Exercise requirements:
Please copy out each line of the listing that contains the word "below".

++++ Source data ++++

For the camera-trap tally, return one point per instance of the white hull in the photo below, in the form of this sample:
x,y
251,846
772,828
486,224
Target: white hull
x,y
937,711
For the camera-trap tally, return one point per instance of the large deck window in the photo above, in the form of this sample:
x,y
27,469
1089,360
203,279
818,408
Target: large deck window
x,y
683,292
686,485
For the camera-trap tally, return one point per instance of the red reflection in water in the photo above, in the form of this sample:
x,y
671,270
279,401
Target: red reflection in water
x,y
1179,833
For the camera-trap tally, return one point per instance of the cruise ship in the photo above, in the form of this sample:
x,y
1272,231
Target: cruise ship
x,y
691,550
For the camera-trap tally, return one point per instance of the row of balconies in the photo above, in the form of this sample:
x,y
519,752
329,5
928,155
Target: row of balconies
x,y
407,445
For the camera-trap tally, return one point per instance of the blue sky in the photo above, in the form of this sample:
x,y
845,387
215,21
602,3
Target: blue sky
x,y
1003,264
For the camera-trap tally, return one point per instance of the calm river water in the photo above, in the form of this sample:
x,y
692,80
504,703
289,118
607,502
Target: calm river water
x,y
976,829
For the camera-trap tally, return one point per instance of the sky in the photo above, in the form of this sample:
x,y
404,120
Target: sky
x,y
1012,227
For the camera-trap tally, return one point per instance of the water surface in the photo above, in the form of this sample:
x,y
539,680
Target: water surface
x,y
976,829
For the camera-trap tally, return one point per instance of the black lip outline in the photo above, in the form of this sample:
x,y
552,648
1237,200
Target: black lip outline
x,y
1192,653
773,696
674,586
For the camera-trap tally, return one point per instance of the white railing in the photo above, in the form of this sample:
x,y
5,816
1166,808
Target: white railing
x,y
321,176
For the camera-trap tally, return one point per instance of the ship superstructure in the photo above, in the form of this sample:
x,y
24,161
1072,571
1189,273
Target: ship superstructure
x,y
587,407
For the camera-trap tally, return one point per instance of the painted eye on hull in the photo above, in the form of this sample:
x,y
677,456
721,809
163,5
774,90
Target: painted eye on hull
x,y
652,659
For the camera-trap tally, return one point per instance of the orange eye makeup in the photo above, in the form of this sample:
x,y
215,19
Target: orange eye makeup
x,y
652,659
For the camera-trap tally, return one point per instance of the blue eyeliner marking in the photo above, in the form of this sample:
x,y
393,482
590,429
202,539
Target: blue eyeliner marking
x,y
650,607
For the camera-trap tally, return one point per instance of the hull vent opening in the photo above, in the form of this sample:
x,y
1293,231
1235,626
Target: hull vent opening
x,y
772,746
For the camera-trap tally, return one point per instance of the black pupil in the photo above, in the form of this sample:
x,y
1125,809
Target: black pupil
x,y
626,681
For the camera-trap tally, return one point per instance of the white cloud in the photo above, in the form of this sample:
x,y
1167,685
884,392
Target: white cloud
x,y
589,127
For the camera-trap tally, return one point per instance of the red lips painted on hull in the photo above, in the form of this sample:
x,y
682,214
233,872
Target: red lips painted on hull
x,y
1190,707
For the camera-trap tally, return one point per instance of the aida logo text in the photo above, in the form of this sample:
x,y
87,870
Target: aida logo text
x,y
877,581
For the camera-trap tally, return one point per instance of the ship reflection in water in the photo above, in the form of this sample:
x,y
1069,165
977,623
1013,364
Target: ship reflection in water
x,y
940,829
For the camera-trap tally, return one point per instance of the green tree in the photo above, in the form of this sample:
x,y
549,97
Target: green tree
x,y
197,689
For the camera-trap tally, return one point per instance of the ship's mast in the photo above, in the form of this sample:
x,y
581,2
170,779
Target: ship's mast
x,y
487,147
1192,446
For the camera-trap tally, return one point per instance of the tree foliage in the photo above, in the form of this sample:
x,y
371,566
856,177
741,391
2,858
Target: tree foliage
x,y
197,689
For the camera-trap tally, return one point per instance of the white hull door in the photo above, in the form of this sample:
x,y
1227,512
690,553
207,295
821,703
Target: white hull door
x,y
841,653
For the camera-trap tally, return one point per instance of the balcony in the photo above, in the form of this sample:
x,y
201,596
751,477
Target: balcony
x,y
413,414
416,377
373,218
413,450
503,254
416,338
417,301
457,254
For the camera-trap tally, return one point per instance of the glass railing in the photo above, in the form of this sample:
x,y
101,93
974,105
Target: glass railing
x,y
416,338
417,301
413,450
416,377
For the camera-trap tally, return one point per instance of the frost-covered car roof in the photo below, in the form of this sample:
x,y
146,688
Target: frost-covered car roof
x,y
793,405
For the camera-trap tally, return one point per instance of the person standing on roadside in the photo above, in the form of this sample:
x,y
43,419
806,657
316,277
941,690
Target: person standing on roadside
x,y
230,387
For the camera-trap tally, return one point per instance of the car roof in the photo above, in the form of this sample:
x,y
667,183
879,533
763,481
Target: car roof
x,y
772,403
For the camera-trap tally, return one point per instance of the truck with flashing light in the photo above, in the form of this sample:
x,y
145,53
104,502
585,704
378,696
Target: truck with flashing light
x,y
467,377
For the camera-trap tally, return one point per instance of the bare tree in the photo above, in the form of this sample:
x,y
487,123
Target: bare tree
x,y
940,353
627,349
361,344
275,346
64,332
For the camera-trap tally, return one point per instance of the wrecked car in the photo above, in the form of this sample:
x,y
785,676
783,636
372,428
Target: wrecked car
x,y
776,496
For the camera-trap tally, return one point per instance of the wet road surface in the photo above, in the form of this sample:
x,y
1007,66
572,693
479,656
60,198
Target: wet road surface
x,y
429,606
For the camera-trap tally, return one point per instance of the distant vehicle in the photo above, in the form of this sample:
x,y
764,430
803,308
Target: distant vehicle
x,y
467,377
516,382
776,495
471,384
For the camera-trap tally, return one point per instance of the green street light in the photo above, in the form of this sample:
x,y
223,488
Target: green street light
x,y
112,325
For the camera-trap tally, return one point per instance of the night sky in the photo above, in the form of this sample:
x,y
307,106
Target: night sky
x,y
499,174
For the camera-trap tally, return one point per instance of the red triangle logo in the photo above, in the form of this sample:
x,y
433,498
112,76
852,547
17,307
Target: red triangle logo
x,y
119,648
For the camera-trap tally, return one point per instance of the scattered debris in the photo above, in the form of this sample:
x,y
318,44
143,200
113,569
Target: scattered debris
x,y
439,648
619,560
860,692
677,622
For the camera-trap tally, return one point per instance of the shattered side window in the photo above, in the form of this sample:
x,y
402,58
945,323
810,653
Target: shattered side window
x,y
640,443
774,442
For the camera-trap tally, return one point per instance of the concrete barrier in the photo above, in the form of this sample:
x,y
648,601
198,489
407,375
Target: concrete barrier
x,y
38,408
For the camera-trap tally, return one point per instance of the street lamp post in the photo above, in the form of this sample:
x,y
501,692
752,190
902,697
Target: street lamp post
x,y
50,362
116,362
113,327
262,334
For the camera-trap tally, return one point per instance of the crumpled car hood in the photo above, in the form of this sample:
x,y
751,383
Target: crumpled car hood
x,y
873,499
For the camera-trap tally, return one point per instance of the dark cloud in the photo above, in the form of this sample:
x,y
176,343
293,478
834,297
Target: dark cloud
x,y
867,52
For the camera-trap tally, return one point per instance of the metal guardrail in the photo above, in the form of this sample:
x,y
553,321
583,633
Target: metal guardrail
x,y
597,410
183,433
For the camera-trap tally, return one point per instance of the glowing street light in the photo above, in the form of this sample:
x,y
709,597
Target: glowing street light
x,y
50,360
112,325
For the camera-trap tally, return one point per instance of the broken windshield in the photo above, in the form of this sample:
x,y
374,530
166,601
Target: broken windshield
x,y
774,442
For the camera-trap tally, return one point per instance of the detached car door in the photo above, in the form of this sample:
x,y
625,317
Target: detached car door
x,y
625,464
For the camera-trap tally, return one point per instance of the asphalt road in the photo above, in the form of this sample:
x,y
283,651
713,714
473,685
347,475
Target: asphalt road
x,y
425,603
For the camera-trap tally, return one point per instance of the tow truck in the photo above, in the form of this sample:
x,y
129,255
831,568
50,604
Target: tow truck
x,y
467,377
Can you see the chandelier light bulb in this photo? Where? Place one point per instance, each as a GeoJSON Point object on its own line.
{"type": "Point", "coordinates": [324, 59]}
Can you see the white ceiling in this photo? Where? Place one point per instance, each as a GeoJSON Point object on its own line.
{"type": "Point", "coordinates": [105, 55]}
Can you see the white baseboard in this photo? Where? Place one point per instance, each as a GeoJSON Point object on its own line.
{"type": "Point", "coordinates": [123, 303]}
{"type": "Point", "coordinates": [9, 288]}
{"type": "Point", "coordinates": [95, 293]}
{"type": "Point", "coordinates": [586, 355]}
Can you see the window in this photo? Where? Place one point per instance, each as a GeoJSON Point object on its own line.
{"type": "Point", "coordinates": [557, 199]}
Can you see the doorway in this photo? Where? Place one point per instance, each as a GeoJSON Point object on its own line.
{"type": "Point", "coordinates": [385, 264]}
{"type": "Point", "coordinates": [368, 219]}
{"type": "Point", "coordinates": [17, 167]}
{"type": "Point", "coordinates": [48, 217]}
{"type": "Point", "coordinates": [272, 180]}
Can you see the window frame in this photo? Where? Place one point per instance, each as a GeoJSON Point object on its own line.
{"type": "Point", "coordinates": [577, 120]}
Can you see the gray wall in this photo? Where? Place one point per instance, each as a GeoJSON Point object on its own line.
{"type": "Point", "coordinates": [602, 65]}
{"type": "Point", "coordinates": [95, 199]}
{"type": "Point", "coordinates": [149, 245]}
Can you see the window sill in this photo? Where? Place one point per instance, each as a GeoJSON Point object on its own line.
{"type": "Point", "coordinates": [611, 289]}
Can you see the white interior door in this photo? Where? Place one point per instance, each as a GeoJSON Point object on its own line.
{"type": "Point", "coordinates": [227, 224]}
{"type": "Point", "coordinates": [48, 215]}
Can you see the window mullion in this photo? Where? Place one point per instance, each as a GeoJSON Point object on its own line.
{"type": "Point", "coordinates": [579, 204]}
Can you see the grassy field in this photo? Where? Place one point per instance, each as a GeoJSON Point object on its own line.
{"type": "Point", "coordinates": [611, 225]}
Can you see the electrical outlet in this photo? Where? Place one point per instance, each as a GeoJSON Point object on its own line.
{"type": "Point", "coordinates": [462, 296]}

++++

Response to this exercise:
For the camera-trap tally, return one point per instance of the white hull in the photo below, in the form of this sample:
For the camera-trap tally, return one point per instance of the frost-covered car roof in the photo below, in the form of this sample:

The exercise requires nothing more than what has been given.